> EXERCISE
Set out the lines as a numbered list, from the very first one through the line with "[[[143,93],[137,94],[137,104],[145,104],[145,94]]]", counting both ends. Leave out blank lines and pictures.
■ ■ ■
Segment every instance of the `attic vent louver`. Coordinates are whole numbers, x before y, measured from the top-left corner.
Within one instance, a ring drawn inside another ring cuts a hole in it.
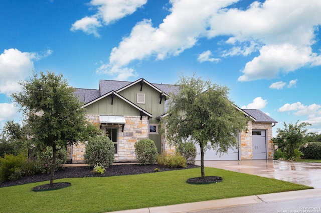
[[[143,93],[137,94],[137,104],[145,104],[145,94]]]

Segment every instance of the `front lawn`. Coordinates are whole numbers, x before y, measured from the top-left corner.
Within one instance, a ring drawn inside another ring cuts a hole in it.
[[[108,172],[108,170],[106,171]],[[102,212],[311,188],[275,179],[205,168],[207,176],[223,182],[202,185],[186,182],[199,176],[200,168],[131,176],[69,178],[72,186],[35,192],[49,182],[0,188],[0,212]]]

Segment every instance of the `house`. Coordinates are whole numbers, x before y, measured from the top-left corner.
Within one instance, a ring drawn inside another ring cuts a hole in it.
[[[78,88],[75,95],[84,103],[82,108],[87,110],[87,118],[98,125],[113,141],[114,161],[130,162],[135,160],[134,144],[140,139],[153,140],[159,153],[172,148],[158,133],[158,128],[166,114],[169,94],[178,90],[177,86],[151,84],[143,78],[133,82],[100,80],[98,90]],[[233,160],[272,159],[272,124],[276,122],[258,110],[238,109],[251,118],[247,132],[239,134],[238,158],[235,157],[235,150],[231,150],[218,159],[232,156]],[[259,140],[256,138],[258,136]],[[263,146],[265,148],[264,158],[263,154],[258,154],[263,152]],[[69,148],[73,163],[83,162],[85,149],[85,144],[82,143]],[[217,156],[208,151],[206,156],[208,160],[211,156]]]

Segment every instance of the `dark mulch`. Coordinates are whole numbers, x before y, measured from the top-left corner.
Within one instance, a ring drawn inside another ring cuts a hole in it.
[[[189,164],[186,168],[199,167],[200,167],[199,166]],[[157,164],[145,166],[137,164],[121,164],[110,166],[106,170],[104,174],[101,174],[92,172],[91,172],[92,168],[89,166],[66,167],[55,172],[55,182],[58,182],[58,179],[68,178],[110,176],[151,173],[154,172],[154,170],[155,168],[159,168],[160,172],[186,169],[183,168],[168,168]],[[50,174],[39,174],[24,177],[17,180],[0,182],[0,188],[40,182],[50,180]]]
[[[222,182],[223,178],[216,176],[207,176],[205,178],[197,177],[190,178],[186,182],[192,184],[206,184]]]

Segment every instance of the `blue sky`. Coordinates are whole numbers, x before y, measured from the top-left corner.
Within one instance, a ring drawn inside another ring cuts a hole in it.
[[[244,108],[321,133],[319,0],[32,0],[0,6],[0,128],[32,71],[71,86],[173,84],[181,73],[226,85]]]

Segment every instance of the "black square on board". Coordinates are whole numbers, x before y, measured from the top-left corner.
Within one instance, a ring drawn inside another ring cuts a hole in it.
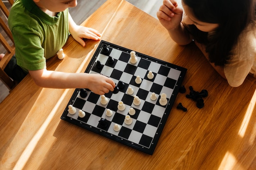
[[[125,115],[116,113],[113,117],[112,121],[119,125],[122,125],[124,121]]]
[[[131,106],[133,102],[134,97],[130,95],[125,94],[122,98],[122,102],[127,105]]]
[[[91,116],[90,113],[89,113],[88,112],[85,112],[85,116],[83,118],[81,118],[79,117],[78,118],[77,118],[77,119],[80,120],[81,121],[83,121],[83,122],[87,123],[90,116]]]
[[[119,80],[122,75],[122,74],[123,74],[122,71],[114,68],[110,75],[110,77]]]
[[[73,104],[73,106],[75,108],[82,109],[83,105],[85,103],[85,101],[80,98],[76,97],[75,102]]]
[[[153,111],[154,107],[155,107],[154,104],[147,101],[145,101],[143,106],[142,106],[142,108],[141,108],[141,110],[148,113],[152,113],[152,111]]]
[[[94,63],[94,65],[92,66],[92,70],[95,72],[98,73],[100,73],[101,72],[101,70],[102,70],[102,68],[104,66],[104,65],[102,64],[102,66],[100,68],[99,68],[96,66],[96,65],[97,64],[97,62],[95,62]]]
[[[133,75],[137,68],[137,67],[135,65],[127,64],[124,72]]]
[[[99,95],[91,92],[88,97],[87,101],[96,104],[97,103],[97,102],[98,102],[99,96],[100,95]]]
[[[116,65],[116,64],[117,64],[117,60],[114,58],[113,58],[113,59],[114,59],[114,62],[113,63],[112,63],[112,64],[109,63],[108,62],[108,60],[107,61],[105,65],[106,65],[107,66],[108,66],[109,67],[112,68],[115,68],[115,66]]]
■ ■ ■
> RESPONSE TO THIS EXERCISE
1. Segment every instance of the `attic vent louver`. Coordinates are whole numbers, x before y, measured from the top-left corner.
2. Within one instance, a ring drawn inside another ring cuts a hole in it.
3. [[[143,93],[137,94],[137,104],[145,104],[145,94]]]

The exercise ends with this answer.